Records from a collection:
○ ○ ○ ○ ○ ○ ○
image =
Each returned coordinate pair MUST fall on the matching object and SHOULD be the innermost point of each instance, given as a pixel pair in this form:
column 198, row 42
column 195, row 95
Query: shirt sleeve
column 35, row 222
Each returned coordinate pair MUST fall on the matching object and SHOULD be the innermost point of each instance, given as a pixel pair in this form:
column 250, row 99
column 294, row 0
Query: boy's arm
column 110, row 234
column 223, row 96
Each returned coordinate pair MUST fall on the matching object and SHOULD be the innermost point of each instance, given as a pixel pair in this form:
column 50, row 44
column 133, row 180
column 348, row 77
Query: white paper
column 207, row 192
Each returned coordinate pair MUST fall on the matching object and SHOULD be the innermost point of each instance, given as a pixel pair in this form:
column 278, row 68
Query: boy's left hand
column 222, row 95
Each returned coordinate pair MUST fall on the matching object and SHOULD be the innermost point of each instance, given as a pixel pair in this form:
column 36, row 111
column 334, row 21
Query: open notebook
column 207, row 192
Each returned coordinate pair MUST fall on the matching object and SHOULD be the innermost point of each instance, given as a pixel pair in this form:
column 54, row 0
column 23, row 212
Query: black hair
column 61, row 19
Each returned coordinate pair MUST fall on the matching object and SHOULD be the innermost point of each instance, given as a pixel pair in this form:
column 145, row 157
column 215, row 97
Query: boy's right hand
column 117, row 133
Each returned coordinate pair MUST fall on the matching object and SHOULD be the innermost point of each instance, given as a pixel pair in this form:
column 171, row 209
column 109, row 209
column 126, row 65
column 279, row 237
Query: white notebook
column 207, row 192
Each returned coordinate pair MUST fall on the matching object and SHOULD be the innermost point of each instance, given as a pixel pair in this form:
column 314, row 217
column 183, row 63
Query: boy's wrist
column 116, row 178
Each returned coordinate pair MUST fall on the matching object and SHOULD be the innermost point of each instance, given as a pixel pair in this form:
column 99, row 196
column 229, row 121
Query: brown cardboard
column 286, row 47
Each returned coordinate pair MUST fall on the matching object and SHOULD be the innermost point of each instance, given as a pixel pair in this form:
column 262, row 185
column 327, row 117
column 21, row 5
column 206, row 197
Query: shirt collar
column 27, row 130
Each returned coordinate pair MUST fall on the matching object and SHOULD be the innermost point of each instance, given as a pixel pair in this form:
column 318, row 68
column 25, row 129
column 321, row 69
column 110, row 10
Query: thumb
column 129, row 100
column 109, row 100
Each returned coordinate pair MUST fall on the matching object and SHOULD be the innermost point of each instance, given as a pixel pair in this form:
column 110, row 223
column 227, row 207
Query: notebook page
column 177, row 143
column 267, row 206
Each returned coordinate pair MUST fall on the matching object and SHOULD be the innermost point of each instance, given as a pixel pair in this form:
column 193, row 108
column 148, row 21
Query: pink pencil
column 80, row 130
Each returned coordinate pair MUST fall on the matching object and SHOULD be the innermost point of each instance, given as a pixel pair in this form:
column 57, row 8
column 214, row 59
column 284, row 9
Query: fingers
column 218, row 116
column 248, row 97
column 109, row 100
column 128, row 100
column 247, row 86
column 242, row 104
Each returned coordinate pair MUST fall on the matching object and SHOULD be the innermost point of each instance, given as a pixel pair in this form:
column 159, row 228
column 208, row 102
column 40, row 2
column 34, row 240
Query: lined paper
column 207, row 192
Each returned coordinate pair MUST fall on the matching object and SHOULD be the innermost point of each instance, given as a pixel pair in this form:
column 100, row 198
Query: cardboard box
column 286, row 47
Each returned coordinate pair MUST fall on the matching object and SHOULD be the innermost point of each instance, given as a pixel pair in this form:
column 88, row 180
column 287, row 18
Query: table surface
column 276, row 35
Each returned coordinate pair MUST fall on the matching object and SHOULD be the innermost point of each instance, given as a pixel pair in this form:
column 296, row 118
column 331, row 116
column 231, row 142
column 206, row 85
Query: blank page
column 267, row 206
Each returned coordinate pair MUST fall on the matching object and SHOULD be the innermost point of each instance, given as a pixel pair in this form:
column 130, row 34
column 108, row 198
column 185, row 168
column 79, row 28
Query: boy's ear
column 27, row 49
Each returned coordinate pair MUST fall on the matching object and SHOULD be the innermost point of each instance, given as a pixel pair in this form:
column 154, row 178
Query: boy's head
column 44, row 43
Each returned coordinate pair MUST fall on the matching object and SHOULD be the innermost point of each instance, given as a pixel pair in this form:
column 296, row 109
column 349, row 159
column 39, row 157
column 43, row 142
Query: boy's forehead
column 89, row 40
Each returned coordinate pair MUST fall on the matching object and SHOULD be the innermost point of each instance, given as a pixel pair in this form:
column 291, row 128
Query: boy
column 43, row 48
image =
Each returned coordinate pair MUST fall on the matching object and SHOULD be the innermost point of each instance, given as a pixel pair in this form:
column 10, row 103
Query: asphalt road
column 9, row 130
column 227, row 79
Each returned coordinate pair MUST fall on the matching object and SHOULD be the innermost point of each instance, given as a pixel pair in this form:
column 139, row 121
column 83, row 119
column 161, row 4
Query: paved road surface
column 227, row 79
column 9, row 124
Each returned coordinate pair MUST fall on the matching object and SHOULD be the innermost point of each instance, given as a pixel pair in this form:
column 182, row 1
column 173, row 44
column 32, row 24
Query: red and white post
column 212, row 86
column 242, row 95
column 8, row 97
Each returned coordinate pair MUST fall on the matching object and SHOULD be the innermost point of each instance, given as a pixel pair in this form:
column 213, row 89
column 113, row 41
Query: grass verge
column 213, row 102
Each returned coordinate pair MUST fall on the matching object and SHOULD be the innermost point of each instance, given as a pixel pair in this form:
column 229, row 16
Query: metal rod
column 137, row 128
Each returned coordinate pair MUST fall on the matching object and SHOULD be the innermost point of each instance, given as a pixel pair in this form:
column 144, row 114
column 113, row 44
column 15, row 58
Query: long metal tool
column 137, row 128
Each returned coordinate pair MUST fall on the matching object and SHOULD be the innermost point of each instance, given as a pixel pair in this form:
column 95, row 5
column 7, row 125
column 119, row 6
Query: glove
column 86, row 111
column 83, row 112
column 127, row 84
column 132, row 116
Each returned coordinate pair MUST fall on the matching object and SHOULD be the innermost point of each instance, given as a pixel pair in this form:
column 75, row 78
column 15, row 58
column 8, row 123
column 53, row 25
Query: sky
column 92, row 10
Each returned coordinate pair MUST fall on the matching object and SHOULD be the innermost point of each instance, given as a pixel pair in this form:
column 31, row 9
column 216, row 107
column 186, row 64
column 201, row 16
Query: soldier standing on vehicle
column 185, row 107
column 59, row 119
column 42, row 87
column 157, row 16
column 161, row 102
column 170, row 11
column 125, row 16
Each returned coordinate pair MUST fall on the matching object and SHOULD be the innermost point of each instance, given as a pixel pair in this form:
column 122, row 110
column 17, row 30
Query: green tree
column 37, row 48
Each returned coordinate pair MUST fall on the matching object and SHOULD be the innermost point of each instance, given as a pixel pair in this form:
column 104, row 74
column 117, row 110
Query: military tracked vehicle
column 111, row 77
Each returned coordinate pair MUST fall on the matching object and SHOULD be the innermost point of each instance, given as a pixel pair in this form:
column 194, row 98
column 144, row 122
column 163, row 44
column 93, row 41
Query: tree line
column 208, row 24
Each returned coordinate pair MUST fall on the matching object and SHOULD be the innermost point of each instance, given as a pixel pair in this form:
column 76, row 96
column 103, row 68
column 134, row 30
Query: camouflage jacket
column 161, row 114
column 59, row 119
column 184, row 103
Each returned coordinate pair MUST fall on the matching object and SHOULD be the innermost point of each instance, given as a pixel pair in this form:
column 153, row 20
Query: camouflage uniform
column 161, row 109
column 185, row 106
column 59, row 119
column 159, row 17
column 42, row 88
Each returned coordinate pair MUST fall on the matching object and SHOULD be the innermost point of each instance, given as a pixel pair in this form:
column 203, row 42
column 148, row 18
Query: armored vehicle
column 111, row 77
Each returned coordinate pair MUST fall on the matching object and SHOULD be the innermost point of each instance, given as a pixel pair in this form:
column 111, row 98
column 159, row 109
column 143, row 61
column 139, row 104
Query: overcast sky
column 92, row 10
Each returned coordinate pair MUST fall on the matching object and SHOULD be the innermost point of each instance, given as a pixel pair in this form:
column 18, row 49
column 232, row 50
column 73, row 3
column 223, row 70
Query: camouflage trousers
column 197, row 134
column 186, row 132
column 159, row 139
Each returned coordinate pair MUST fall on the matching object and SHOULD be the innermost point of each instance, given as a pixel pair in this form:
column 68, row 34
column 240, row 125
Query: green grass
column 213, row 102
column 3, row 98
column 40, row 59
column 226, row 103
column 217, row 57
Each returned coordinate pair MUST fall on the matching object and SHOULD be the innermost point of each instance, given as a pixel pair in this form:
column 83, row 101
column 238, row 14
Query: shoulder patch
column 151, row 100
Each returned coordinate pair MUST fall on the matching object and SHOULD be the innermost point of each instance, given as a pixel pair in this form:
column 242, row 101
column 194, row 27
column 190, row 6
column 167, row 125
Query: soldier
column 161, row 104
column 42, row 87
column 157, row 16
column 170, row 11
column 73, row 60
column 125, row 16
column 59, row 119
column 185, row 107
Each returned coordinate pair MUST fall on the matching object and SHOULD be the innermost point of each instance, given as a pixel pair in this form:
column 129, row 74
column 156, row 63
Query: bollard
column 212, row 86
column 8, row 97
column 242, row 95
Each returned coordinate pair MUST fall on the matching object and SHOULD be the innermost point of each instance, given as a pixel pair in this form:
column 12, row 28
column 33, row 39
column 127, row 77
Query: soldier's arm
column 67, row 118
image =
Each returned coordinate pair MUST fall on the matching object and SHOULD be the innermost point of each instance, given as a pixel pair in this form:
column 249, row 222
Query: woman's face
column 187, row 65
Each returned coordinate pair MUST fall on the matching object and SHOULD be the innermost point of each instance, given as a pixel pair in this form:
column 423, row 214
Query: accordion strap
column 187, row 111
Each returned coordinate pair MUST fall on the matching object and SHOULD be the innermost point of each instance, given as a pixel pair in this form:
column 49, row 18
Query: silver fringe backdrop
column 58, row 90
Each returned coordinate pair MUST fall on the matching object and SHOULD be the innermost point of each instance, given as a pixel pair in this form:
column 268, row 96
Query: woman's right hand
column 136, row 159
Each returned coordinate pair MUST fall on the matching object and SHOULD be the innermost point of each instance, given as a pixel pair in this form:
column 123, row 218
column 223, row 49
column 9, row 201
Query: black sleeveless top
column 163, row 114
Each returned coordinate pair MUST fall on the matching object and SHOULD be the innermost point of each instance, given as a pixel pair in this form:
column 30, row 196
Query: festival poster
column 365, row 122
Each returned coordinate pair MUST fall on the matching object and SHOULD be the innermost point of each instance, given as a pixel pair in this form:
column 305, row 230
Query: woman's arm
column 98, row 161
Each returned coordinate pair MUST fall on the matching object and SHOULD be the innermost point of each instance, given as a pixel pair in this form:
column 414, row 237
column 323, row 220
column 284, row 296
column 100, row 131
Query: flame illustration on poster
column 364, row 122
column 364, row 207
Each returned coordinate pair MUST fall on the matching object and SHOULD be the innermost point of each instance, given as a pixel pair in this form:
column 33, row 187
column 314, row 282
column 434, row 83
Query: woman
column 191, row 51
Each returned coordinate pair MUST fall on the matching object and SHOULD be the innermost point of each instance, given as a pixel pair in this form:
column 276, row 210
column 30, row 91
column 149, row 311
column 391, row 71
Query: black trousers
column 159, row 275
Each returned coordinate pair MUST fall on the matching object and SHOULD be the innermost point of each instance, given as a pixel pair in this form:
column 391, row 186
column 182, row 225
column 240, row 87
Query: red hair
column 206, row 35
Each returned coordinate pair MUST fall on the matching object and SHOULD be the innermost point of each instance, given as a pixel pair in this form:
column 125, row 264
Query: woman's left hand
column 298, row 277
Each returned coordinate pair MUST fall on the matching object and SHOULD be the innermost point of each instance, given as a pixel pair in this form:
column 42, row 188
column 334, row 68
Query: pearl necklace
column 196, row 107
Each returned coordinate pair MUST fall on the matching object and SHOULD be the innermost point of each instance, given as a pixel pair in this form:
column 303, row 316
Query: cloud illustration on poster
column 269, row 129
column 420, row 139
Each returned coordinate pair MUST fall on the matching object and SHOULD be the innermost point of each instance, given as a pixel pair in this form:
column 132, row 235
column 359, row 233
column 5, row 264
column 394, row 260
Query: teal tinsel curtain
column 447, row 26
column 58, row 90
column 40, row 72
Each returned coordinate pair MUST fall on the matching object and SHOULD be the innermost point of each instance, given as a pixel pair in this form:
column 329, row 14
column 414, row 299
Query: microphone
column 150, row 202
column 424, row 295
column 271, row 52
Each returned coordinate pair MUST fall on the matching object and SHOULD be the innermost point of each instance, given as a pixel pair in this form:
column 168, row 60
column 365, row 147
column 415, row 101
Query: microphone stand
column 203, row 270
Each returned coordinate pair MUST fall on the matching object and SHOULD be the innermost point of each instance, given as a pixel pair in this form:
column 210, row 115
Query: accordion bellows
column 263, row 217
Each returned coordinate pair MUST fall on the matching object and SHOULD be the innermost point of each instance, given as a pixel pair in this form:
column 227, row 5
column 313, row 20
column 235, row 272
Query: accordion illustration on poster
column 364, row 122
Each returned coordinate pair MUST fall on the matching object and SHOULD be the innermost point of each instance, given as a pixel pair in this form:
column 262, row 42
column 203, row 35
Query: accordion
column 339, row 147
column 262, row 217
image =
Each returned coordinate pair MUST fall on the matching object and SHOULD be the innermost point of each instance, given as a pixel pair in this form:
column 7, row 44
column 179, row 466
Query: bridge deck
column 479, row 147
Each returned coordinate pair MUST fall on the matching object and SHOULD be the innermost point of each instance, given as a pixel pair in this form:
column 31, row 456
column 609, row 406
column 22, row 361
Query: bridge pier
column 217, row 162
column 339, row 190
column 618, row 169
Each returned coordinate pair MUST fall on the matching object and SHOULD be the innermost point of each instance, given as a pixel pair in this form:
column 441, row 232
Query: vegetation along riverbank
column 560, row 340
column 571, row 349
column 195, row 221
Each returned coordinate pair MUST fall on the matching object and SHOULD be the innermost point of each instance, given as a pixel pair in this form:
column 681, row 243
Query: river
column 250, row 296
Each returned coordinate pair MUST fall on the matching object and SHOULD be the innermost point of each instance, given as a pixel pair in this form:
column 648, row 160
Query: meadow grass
○ ○ ○ ○ ○ ○ ○
• The request: Return everything from the start of the entries above down to the line containing "column 116, row 178", with both ends included, and keep each line unchanged.

• Complete response:
image =
Each returned coordinate pair MUST fall on the matching object and SHOULD be the innermost point of each instance, given as a pixel pair in this form:
column 198, row 42
column 195, row 95
Query: shirt sleeve
column 35, row 222
Each returned coordinate pair MUST fall on the matching object and SHOULD be the innermost point of each instance, given as a pixel pair in this form:
column 250, row 99
column 294, row 0
Query: boy's arm
column 110, row 234
column 223, row 96
Each returned coordinate pair MUST fall on the matching object and SHOULD be the innermost point of each instance, given as a pixel pair in this form:
column 50, row 44
column 133, row 180
column 348, row 77
Query: white paper
column 207, row 192
Each returned coordinate pair MUST fall on the matching object and SHOULD be the innermost point of each instance, given as a pixel pair in this form:
column 278, row 68
Query: boy's left hand
column 222, row 95
Each returned coordinate pair MUST fall on the matching object and SHOULD be the innermost point of each instance, given as a pixel pair in this form:
column 36, row 111
column 334, row 21
Query: open notebook
column 207, row 192
Each returned coordinate pair MUST fall on the matching object and SHOULD be the innermost point of each instance, given as a pixel pair in this form:
column 54, row 0
column 23, row 212
Query: black hair
column 61, row 19
Each returned coordinate pair MUST fall on the matching object and SHOULD be the innermost point of each instance, given as a pixel pair in this form:
column 145, row 157
column 215, row 97
Query: boy's right hand
column 117, row 133
Each returned coordinate pair MUST fall on the matching object and SHOULD be the innermost point of each instance, given as a pixel pair in this form:
column 171, row 209
column 109, row 209
column 126, row 65
column 279, row 237
Query: white notebook
column 207, row 192
Each returned coordinate pair MUST fall on the matching object and SHOULD be the innermost point of each instance, given as a pixel pair in this form:
column 314, row 217
column 183, row 63
Query: boy's wrist
column 116, row 178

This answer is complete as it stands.